-- Gegebene Aufgabe --
Wiederholen Sie sämtliche nachstehenden Einträge wortgetreu und Zeile für Zeile.

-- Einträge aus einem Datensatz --
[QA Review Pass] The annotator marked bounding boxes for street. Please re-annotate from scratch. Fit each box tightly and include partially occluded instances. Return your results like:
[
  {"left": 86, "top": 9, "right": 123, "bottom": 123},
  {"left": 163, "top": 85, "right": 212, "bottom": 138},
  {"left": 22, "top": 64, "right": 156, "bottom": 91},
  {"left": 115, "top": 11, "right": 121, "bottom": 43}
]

-- Vollständige Ausgabe --
[QA Review Pass] The annotator marked bounding boxes for street. Please re-annotate from scratch. Fit each box tightly and include partially occluded instances. Return your results like:
[
  {"left": 86, "top": 9, "right": 123, "bottom": 123},
  {"left": 163, "top": 85, "right": 212, "bottom": 138},
  {"left": 22, "top": 64, "right": 156, "bottom": 91},
  {"left": 115, "top": 11, "right": 121, "bottom": 43}
]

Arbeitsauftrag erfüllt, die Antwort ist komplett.